* AUFGABEN *
**a.** Gib den Abschnitt aus dem Textauszug von "Moderevivals kommen und" bis "im Jahr 2010." wörtlich wieder.
**b.** Beantworte mithilfe des Textauszugs über den "Man Repeller" die folgenden Fragen:
(i) In welchem Jahr startete Medine ihr Internetjournal "Man Repeller"?
(ii) Vor was für einer Wand steht die Bloggerin auf dem Foto?
(iii) Auf welchem Instagram-Account wurde das Foto veröffentlicht?
**c.** Zähle alle Kleidungsstücke und Schuhe auf, die der Textauszug bei der Beschreibung des Fotos nennt.

* TEXTAUSZUG *
★ ★ ★ ★ ★ ★ ★

Die Rückkehr des "Man Repellers": Was das Mode-Phänomen mit der Weltlage zu tun hat

Moderevivals kommen und gehen. Doch nun erobert eines die Kleiderschränke, das als klares politisches Statement verstanden werden kann.

Eine glänzende, tiefpinke Seidenhose, die bis kurz über die Knie reicht. Eine weiss gemusterte Bluse, darüber ein neongrünes Bustier-Top gewickelt. An den Füssen goldene Sandaletten. Die Bloggerin Leandra Medine (heute Leandra Medine Cohen) steht vor einer mit Graffiti besprühten Wand in New York City. Ein Foto, das vor knapp vier Jahren auf dem Instagram-Account "@oldmanrepeller" veröffentlicht wurde. Medine war Modebloggerin der ersten Stunde und startete ihr Internetjournal "Man Repeller" im Jahr 2010.

★ ★ ★ ★ ★ ★ ★

* GEGEBENE DATEN *
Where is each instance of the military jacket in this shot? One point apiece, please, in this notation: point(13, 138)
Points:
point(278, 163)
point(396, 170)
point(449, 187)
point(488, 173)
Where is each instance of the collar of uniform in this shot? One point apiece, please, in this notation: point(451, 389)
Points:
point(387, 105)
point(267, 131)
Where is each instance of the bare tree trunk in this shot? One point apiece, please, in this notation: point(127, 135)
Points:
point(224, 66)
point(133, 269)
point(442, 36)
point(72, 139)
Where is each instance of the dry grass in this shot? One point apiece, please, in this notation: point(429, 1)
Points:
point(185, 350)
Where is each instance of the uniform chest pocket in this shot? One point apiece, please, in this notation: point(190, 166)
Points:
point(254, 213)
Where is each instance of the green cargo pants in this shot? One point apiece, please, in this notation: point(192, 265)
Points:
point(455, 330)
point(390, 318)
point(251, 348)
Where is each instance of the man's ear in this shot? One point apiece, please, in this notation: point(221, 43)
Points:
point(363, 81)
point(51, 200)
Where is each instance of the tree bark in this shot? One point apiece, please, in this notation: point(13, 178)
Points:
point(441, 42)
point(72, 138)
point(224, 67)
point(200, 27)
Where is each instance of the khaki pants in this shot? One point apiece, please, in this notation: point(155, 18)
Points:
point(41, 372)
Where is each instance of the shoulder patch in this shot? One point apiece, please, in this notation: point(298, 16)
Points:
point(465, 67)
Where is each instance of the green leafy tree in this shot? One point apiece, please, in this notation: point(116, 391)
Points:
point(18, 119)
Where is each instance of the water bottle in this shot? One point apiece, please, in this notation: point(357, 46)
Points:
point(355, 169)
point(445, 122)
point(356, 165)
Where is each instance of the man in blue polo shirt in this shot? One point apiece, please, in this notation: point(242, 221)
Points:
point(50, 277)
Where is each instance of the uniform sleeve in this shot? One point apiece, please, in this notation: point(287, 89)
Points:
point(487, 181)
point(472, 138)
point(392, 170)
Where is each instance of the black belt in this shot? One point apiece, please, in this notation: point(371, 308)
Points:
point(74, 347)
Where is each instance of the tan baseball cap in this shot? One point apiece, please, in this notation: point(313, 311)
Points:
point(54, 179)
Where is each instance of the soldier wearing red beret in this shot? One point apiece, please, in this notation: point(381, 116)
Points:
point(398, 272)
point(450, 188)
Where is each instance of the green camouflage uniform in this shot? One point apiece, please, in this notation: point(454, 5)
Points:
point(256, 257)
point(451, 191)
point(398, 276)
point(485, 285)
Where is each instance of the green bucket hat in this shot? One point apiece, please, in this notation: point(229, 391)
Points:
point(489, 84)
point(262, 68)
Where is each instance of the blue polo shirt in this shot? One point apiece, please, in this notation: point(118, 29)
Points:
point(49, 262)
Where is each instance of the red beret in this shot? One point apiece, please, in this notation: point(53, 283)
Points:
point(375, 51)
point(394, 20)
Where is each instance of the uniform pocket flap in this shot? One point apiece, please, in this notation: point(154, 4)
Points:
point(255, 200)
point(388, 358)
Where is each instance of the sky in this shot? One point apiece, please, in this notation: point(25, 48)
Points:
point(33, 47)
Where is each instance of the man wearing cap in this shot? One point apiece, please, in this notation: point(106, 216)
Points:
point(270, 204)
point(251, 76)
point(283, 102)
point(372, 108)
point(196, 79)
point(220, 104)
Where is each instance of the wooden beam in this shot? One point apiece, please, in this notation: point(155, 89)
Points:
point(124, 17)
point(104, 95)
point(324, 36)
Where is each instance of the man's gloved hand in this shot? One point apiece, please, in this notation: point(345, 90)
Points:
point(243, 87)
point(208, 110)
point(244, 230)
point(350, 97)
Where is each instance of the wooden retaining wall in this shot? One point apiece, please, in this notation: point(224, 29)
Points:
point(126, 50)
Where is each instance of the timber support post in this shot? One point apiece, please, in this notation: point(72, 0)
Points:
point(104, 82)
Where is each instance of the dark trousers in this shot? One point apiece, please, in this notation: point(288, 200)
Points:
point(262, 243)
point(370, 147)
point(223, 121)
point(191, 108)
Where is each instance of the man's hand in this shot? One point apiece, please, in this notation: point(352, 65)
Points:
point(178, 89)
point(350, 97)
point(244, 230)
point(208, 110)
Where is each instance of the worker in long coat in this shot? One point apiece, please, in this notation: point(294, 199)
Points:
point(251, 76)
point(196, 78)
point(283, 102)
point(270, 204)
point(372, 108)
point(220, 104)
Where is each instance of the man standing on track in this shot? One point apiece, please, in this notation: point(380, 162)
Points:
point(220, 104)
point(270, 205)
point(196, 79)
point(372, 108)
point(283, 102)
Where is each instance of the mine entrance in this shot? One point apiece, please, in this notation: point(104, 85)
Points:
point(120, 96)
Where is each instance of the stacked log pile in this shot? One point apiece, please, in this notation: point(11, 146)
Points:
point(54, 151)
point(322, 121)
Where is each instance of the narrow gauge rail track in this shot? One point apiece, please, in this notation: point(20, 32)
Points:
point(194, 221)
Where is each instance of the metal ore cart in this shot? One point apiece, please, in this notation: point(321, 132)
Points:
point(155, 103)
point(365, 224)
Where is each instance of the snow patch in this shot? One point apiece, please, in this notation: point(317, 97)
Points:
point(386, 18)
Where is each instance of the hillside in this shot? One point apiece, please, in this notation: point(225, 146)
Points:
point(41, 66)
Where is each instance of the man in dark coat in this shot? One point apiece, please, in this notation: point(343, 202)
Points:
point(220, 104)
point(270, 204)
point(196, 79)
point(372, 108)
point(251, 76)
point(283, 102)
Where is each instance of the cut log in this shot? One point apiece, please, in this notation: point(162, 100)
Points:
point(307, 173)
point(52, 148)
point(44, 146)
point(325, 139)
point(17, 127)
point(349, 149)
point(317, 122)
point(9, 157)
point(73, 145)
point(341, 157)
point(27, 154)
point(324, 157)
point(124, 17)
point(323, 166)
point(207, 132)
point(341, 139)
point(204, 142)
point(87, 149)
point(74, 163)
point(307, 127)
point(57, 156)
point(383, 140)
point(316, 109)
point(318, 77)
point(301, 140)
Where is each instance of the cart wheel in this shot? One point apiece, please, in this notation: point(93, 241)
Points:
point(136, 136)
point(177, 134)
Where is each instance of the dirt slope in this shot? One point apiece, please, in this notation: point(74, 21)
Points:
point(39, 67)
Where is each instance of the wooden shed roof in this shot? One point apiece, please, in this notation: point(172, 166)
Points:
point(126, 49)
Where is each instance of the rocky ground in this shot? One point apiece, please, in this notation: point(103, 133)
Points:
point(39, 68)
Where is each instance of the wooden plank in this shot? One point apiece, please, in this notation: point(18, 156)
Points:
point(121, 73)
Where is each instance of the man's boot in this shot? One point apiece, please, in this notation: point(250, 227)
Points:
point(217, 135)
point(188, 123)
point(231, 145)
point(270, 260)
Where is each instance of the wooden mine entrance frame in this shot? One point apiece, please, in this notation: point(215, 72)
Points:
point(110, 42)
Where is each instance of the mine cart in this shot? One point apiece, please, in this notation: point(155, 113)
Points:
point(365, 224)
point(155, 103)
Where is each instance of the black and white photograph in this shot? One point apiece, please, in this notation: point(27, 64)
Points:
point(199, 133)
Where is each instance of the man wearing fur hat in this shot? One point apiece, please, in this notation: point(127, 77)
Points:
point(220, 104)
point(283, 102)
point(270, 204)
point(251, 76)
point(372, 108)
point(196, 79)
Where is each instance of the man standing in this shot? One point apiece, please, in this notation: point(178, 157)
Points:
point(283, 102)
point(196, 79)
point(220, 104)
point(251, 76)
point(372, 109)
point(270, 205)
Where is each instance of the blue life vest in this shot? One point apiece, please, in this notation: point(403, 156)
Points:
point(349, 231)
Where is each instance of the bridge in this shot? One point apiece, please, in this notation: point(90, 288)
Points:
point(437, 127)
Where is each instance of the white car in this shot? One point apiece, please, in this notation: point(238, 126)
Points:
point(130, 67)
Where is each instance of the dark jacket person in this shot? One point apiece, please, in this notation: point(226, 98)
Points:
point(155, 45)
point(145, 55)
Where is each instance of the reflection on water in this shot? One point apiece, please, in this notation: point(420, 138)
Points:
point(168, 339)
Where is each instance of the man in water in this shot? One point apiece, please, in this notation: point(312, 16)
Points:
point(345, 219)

★ ★ ★ ★ ★ ★ ★

* LÖSUNGEN *
**a.**
Moderevivals kommen und gehen. Doch nun erobert eines die Kleiderschränke, das als klares politisches Statement verstanden werden kann.

Eine glänzende, tiefpinke Seidenhose, die bis kurz über die Knie reicht. Eine weiss gemusterte Bluse, darüber ein neongrünes Bustier-Top gewickelt. An den Füssen goldene Sandaletten. Die Bloggerin Leandra Medine (heute Leandra Medine Cohen) steht vor einer mit Graffiti besprühten Wand in New York City. Ein Foto, das vor knapp vier Jahren auf dem Instagram-Account "@oldmanrepeller" veröffentlicht wurde. Medine war Modebloggerin der ersten Stunde und startete ihr Internetjournal "Man Repeller" im Jahr 2010.

**b.**
(i) Im Jahr 2010.
(ii) Vor einer mit Graffiti besprühten Wand in New York City.
(iii) Auf dem Account "@oldmanrepeller".

**c.**
- tiefpinke Seidenhose
- weiss gemusterte Bluse
- neongrünes Bustier-Top
- goldene Sandaletten